* QUOTED TEXT:
# Classical logic without negation and falsehood

It seems to me that Gerhard Gentzen's sequent calculus could just omit negation and falsehood, and still prove any classical tautology in a suitable form. (For a specific formula, falsehood gets replaced by the conjunction of all relevant propositional variables. For predicate logic, falsehood gets replaced by the conjunction of the universally quantified predicate symbols, including for example $\forall x\forall y\ x=y$. One could also introduce a constant $F$ and axioms like $F\to\forall x\forall y\ x=y$. More details about the consequences of removing falsehood can be found here.) This doesn't seem possible for his natural deduction calculus, where the law of excluded middle is used to arrive at classical logic.

Why hasn't he adapted the relevant rule from his sequent calculus to his natural deduction calculus: $\begin{array}{l} A\to(B\lor C) \\ \hline (A\to B)\lor C\end{array}$

At first sight, this rule doesn't look worse than $\begin{array}{l} \\ \hline A \lor \lnot A\end{array}$ or $\begin{array}{l} \lnot \lnot A \\ \hline A \end{array}$, and it would have mirrored his sequent calculus more closely. Of course, in the sequent calculus he didn't need to write $\lor$, and this made this deduction rule look even more attractive. But being able to omit both negation and falsehood seems attractive to me, independent of how attractive the rules themselves appear.

The only reason I could come up with is that he developed his natural deduction calculus first, became dissatisfied with it, then developed his sequent calculus, and didn't find it important to further improve his natural deduction calculus, because it had other irreparable flaws anyway.

* ENTRIES PROVIDED:
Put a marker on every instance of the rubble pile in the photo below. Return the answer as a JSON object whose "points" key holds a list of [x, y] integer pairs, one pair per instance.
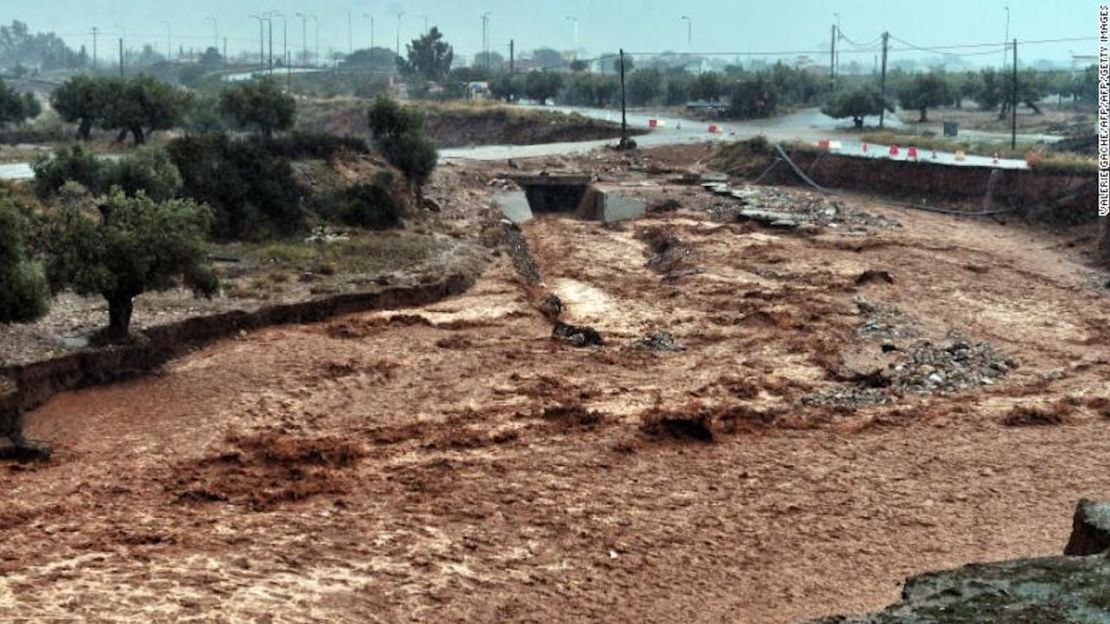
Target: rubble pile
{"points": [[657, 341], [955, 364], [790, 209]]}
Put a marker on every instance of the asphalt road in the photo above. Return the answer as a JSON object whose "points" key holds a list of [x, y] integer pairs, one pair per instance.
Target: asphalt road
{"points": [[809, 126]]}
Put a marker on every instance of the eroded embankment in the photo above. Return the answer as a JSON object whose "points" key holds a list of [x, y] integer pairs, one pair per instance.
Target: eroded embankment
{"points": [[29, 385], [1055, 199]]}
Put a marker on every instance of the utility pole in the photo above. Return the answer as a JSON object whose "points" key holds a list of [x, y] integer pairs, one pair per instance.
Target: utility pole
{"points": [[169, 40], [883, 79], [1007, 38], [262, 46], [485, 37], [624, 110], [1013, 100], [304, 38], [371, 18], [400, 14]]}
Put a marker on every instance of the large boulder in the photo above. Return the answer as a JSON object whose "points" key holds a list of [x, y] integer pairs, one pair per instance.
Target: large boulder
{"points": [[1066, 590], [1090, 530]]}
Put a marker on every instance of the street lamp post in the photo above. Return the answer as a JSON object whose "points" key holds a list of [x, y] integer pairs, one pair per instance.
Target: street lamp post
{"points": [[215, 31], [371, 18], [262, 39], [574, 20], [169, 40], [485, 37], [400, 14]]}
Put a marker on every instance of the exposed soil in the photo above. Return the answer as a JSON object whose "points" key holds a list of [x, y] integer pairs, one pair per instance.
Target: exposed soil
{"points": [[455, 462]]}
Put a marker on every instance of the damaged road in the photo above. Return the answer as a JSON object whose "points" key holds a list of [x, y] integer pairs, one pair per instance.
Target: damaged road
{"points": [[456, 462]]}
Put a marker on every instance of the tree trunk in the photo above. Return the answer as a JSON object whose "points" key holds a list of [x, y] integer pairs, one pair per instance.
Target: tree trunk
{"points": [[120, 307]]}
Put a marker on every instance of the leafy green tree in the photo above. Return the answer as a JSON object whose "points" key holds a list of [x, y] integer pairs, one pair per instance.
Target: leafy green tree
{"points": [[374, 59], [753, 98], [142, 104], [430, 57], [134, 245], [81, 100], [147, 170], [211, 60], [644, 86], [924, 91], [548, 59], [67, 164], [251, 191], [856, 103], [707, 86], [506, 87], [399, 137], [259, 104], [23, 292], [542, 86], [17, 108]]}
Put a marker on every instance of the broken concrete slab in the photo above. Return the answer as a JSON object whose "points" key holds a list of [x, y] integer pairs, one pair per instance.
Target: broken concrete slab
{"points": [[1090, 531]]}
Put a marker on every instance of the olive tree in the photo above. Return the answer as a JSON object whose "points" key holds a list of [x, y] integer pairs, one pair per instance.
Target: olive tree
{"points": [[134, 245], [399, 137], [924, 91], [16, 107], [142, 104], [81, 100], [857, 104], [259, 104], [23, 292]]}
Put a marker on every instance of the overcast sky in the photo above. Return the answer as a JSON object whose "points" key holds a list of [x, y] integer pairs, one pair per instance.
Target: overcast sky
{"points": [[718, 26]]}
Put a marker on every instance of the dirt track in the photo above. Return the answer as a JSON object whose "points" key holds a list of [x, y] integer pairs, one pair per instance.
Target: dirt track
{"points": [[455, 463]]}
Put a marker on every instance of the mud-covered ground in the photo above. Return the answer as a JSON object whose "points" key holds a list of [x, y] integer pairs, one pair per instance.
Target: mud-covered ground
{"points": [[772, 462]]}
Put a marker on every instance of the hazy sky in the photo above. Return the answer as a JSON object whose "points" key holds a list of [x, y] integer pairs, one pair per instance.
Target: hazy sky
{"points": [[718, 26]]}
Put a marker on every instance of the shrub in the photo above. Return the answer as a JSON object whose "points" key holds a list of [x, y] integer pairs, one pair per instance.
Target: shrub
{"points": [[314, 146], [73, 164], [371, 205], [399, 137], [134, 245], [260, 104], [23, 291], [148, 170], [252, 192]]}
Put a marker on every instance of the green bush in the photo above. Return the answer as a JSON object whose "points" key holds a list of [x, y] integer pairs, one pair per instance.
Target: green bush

* WHAT YOU WILL DO:
• a. In the post on classical logic without negation and falsehood, what replaces falsehood for a specific formula?
• b. Carry the post on classical logic without negation and falsehood forward from its final sentence.

* RESPONSES IN ORDER:
• a. The conjunction of all relevant propositional variables.

• b.
• What reason would he have to want to omit negation and falsity? Jun 1, 2016 at 23:59
• @NoahSchweber Robinson arithmetic omits induction, and is still recursively incompletable and essentially undecidable. This shows that induction is not responsible for those phenomena. You can omit negation and falsehood, and still get essentially the same classical logic. This shows that negation itself is not responsible for the interesting features of classical logic. Omitting also falsehood prevents the impression that you could just define negation by implication to falsehood. Still, falsehood is only a single element, and adjoining it back is easy and unproblematic. Jun 2, 2016 at 3:41
• If you remove the rules for negation and $\bot$ from the logic, you will generally obtain a system known as minimal logic, which is strictly weaker than classical logic. en.wikipedia.org/wiki/Minimal_logic Jun 5, 2016 at 11:38
• @CarlMummert Yes, minimal logic was my motivation for also removing falsehood. Minimal logic is actually minimally weaker than intuitionistic logic, but the difference is so small that I consider them still essentially the same (intuitionistic) logic. But just like for monoids and semigroups, the minimal gained generality is rarely worth the effort this causes in terms of more convolved definitions and theorem statements. (Noah Schweber's answer nicely demonstrates this, at least it wasn't as clear to me before.) Jun 5, 2016 at 13:10

First, I would like to strongly disagree with the third sentence of your recent comment - just because (basically) the same proof system is complete for a restricted logical language when restricted appropriately, doesn't mean that that restricted logic is in any way similar to what you started with. This becomes especially clear once we consider the semantics - e.g. if $T$ is a first-order theory without negation, then it has a model (consisting of one element, with all relations total), so there are no inconsistent theories at all. It's also evident if we consider the algebraic structure of a logic.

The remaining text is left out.